-- begin Data shown --

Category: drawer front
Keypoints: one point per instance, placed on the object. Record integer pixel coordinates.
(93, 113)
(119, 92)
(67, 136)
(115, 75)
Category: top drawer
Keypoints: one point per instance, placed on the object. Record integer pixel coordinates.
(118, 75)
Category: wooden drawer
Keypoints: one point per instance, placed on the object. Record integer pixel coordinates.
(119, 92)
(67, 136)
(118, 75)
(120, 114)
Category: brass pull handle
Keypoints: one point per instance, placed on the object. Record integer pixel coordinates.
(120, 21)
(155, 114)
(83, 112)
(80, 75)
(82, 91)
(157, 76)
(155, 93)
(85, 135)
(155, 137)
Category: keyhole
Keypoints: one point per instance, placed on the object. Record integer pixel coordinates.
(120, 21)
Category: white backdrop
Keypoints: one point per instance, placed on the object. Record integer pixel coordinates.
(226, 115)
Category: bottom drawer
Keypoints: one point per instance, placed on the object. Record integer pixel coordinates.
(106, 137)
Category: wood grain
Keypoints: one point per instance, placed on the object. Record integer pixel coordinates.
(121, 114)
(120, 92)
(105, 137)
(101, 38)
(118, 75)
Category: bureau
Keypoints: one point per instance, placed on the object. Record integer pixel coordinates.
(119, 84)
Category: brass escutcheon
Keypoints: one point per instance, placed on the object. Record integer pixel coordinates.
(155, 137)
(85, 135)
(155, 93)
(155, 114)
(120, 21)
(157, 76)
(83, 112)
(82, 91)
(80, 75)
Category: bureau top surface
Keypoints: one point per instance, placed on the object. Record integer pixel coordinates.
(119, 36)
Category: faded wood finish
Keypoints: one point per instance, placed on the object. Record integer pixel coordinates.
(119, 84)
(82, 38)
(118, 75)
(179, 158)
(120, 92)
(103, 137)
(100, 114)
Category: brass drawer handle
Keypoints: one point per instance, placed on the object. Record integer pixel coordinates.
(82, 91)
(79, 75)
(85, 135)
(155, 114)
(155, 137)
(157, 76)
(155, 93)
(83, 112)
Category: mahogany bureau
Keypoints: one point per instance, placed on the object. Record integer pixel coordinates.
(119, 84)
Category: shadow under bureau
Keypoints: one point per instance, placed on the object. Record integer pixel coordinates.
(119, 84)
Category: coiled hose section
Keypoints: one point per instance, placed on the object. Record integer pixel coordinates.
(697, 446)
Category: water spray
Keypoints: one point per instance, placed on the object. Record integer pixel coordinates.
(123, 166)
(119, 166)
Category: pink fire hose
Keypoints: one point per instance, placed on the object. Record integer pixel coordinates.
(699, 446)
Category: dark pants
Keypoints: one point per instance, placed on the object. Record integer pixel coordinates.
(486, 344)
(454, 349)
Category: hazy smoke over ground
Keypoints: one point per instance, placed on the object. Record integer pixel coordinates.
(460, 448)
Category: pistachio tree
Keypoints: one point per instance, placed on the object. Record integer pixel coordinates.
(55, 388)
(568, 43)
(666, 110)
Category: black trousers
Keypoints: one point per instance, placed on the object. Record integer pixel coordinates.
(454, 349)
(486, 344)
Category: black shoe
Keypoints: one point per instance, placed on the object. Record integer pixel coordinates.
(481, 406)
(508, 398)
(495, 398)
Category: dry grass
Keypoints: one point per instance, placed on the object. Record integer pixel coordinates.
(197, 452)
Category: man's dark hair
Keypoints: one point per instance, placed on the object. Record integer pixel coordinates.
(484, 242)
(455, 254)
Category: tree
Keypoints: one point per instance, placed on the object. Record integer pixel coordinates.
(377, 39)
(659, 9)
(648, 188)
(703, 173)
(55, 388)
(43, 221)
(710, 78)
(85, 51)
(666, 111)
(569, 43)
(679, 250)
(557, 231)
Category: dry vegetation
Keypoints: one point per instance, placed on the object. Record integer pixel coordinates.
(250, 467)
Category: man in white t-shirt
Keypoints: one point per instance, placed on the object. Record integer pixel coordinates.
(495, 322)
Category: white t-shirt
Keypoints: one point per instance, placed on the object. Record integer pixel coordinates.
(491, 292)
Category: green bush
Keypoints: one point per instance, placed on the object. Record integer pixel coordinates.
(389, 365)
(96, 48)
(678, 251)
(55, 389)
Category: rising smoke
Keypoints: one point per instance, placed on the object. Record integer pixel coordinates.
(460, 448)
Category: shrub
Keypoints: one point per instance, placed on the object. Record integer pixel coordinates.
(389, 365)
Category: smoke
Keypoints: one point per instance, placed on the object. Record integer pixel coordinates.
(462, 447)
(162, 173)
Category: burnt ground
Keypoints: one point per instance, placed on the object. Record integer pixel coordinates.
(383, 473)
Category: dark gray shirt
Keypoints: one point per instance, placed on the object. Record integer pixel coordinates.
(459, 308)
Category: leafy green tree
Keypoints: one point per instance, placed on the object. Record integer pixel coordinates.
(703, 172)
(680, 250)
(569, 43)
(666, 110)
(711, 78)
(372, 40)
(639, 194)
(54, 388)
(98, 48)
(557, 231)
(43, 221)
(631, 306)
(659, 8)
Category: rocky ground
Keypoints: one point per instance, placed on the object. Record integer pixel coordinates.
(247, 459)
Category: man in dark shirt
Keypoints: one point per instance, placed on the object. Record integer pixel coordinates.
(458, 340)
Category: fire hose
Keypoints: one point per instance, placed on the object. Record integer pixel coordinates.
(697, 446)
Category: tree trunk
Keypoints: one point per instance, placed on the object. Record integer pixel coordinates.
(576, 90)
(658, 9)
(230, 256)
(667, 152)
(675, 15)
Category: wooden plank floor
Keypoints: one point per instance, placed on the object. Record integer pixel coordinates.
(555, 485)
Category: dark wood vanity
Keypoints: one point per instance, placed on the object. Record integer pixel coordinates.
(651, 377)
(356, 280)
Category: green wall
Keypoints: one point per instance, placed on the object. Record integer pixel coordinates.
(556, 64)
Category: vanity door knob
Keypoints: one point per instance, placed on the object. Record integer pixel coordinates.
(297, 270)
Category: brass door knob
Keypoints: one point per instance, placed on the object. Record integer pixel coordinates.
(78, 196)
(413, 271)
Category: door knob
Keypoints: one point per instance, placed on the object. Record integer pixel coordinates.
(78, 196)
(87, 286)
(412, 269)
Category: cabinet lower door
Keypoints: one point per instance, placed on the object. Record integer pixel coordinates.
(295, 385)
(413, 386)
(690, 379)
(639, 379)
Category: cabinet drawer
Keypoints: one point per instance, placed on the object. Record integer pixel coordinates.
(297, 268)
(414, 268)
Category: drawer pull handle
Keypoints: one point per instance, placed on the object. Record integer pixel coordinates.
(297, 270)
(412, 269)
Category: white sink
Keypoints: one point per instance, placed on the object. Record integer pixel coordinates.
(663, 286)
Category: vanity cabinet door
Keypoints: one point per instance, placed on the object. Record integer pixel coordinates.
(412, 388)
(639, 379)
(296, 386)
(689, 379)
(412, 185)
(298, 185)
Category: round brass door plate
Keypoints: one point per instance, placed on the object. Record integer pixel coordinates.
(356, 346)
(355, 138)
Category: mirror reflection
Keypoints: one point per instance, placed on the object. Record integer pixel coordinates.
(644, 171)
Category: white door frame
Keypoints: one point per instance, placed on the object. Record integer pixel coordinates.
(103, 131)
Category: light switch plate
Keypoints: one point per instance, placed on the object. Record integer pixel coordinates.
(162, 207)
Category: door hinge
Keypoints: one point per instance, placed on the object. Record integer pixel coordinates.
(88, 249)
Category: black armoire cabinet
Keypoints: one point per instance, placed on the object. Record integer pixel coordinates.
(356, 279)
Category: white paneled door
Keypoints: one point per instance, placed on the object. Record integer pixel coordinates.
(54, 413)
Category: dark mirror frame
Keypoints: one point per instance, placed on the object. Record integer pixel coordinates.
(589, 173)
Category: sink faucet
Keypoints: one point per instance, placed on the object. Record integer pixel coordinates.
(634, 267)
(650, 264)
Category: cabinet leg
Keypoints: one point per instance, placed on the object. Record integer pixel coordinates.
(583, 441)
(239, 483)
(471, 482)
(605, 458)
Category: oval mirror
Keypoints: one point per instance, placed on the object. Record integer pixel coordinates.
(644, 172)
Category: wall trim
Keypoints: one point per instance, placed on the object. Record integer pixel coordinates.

-- end Data shown --

> [What you have to do]: Return exactly the lines from the one containing "Category: door hinge" through the last line of the records above, both included, and nothing else.

> [Finished answer]:
Category: door hinge
Keypoints: one point per instance, placed on the object. Record integer pixel coordinates.
(88, 249)
Category: black armoire cabinet
Keypoints: one point per instance, placed on the object. Record integer pixel coordinates.
(356, 279)
Category: white paneled door
Keypoints: one point per instance, placed on the object. Record integer pixel coordinates.
(54, 413)
Category: dark mirror frame
Keypoints: one point per instance, placed on the object. Record integer pixel coordinates.
(589, 173)
Category: sink faucet
Keypoints: one point per instance, placed on the object. Record integer pixel coordinates.
(634, 267)
(650, 264)
Category: cabinet leg
Keypoints: one point per instance, placed on the object. Record integer pixel coordinates.
(583, 441)
(239, 483)
(471, 482)
(605, 458)
Category: oval mirror
Keypoints: one point per instance, placed on the object. Record integer pixel coordinates.
(644, 172)
Category: wall trim
Keypoints: one point per instance, placed on the object. Record integer pixel coordinates.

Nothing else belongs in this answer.